## WORK REQUEST
Retype every entry word for word.

[[ INPUT DATA open ]]

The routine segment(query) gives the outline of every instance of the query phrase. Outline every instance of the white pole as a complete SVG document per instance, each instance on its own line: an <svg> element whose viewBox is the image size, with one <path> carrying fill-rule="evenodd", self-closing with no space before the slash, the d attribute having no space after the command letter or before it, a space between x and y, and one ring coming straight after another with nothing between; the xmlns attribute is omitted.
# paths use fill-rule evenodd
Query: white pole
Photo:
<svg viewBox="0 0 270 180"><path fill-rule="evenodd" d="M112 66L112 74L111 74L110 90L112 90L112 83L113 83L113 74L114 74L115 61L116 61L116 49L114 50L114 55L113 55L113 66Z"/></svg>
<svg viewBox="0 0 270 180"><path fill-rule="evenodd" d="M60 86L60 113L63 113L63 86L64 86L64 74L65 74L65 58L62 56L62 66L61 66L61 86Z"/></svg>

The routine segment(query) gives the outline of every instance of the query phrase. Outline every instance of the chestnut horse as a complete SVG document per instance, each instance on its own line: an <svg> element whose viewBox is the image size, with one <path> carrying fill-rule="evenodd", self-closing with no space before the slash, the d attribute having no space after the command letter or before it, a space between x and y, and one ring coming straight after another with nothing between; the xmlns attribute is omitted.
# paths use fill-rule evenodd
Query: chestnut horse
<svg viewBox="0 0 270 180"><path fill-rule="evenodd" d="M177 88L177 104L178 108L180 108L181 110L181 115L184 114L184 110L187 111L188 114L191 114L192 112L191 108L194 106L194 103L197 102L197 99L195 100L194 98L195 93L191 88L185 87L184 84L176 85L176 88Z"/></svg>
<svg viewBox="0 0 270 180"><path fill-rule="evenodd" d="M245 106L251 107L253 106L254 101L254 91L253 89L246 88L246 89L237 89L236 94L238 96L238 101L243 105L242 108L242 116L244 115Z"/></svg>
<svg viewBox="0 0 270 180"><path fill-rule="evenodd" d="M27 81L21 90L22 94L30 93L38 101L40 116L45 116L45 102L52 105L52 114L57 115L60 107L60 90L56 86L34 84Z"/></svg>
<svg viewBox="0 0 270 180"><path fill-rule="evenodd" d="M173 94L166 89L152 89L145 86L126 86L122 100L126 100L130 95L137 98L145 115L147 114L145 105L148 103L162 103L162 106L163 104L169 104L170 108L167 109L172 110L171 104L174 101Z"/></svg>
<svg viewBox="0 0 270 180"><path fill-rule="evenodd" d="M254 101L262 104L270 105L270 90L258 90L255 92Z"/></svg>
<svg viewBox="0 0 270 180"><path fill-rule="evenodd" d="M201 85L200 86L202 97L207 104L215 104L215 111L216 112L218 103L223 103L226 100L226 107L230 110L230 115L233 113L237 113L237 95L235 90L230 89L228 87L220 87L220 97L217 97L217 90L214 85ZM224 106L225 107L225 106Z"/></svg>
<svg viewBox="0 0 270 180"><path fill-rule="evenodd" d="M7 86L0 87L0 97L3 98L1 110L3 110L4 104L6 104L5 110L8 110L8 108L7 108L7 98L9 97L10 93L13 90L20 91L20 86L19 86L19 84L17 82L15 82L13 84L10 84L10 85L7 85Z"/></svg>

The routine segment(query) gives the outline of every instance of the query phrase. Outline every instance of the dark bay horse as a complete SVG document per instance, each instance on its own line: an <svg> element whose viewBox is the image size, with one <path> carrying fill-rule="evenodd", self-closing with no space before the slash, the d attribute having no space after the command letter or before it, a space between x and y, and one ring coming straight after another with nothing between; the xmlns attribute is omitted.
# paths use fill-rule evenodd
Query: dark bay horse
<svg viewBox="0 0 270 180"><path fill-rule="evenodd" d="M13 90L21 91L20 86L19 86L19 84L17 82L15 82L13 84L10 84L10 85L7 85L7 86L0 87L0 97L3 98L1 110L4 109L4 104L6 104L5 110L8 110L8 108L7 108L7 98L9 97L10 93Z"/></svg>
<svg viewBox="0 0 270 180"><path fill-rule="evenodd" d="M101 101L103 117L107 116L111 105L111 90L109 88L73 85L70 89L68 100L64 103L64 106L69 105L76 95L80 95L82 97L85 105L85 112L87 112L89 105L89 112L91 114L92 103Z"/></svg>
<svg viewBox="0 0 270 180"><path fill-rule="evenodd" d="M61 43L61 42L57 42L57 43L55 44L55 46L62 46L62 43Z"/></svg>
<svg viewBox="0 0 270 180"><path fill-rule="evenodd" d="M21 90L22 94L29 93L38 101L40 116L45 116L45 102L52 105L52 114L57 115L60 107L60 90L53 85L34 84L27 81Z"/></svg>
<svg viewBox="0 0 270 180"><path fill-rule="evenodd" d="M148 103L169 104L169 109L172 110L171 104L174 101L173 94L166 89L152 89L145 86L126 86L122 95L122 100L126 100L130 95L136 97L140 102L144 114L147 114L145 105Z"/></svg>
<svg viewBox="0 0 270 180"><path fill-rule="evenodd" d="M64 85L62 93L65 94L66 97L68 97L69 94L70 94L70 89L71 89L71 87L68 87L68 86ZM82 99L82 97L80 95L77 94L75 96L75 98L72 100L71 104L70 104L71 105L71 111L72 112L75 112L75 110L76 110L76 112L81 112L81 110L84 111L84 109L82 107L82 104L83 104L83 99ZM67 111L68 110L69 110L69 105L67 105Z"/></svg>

[[ INPUT DATA closed ]]

## ANSWER BELOW
The routine segment(query) gives the outline of every instance of the query phrase. Outline every instance of the white pole as a complete SVG document per instance, each instance on its own line: an <svg> element whose viewBox is the image size, with one <path> carrying fill-rule="evenodd", self-closing with no space before the slash, the d attribute having no space after the command letter or before it, a space between x and y, and one ring coming straight after another with nothing between; the xmlns attribute is omitted.
# paths use fill-rule evenodd
Query: white pole
Photo:
<svg viewBox="0 0 270 180"><path fill-rule="evenodd" d="M112 66L112 74L111 74L110 90L112 90L112 83L113 83L113 74L114 74L115 61L116 61L116 49L114 50L114 55L113 55L113 66Z"/></svg>
<svg viewBox="0 0 270 180"><path fill-rule="evenodd" d="M60 86L60 113L63 113L63 86L64 86L64 74L65 74L65 58L62 56L62 66L61 66L61 86Z"/></svg>

The routine segment(query) gives the outline of every instance of the query phrase. Outline every instance of the chestnut horse as a complete SVG document per instance, each instance on its own line: an <svg> element whose viewBox is the image size, with one <path> carrying fill-rule="evenodd", self-closing with no space before the slash, the d attribute having no space after the command letter or before it, a space between x and y, and one ring coming straight after another with nothing between; the xmlns attribute is omitted.
# paths use fill-rule evenodd
Query: chestnut horse
<svg viewBox="0 0 270 180"><path fill-rule="evenodd" d="M177 88L177 104L178 108L180 108L181 110L181 115L184 114L184 110L187 111L188 114L191 114L192 112L191 108L194 106L194 103L197 102L197 99L195 100L194 98L195 93L191 88L185 87L184 84L176 85L176 88Z"/></svg>
<svg viewBox="0 0 270 180"><path fill-rule="evenodd" d="M245 106L251 107L253 106L254 101L254 91L253 89L246 88L246 89L237 89L236 94L238 96L238 101L243 105L242 108L242 116L244 115Z"/></svg>
<svg viewBox="0 0 270 180"><path fill-rule="evenodd" d="M27 81L21 90L22 94L30 93L38 101L40 116L45 116L45 102L52 105L52 114L57 115L60 107L60 90L56 86L34 84Z"/></svg>
<svg viewBox="0 0 270 180"><path fill-rule="evenodd" d="M173 94L166 89L152 89L145 86L126 86L122 100L126 100L130 95L137 98L145 115L147 114L145 105L148 103L162 103L162 106L163 104L169 104L170 108L167 109L172 110L171 104L174 101Z"/></svg>
<svg viewBox="0 0 270 180"><path fill-rule="evenodd" d="M254 101L262 104L270 105L270 90L258 90L255 92Z"/></svg>
<svg viewBox="0 0 270 180"><path fill-rule="evenodd" d="M201 85L200 86L202 97L207 104L215 104L215 111L216 112L218 103L223 103L226 100L226 107L230 110L230 115L233 113L237 113L237 95L235 90L230 89L228 87L220 87L220 97L217 97L217 90L214 85ZM224 106L225 107L225 106Z"/></svg>
<svg viewBox="0 0 270 180"><path fill-rule="evenodd" d="M7 86L0 87L0 97L3 98L1 110L3 110L4 104L6 104L5 110L8 110L8 108L7 108L7 98L9 97L10 93L13 90L20 91L20 86L19 86L19 84L17 82L15 82L13 84L10 84L10 85L7 85Z"/></svg>

The routine segment(query) gives the outline of every instance of the query phrase. Outline every instance of the dark bay horse as a complete SVG document per instance, each instance on its own line: an <svg> element whose viewBox is the image size, with one <path> carrying fill-rule="evenodd", self-closing with no space before the slash, the d attribute having no space after the command letter or before it, a space between x and y, and one ring coming straight after another with nothing between; the xmlns attribute is omitted.
# paths use fill-rule evenodd
Query: dark bay horse
<svg viewBox="0 0 270 180"><path fill-rule="evenodd" d="M13 90L21 91L20 86L19 86L19 84L17 82L15 82L13 84L10 84L10 85L7 85L7 86L0 87L0 97L3 98L1 110L4 109L4 104L6 104L5 110L8 110L8 108L7 108L7 98L9 97L10 93Z"/></svg>
<svg viewBox="0 0 270 180"><path fill-rule="evenodd" d="M101 101L103 117L107 116L111 105L111 90L109 88L73 85L70 89L68 100L64 103L64 106L69 105L76 95L80 95L82 97L85 105L85 112L87 112L89 105L89 112L91 114L92 103Z"/></svg>
<svg viewBox="0 0 270 180"><path fill-rule="evenodd" d="M61 43L61 42L57 42L57 43L55 44L55 46L62 46L62 43Z"/></svg>
<svg viewBox="0 0 270 180"><path fill-rule="evenodd" d="M21 90L22 94L29 93L38 101L40 116L45 116L45 102L52 105L52 114L57 115L60 107L60 90L53 85L34 84L27 81Z"/></svg>
<svg viewBox="0 0 270 180"><path fill-rule="evenodd" d="M148 103L169 104L169 109L172 110L171 104L174 101L173 94L166 89L152 89L145 86L126 86L122 95L122 100L126 100L130 95L136 97L140 102L144 114L147 114L145 105Z"/></svg>
<svg viewBox="0 0 270 180"><path fill-rule="evenodd" d="M64 85L62 93L65 94L66 97L68 97L69 94L70 94L70 89L71 89L71 87L68 87L68 86ZM82 99L82 97L80 95L77 94L75 96L75 98L72 100L71 104L70 104L71 105L71 111L72 112L75 112L75 110L76 110L76 112L81 112L81 110L84 111L84 109L82 107L82 104L83 104L83 99ZM67 111L68 110L69 110L69 105L67 105Z"/></svg>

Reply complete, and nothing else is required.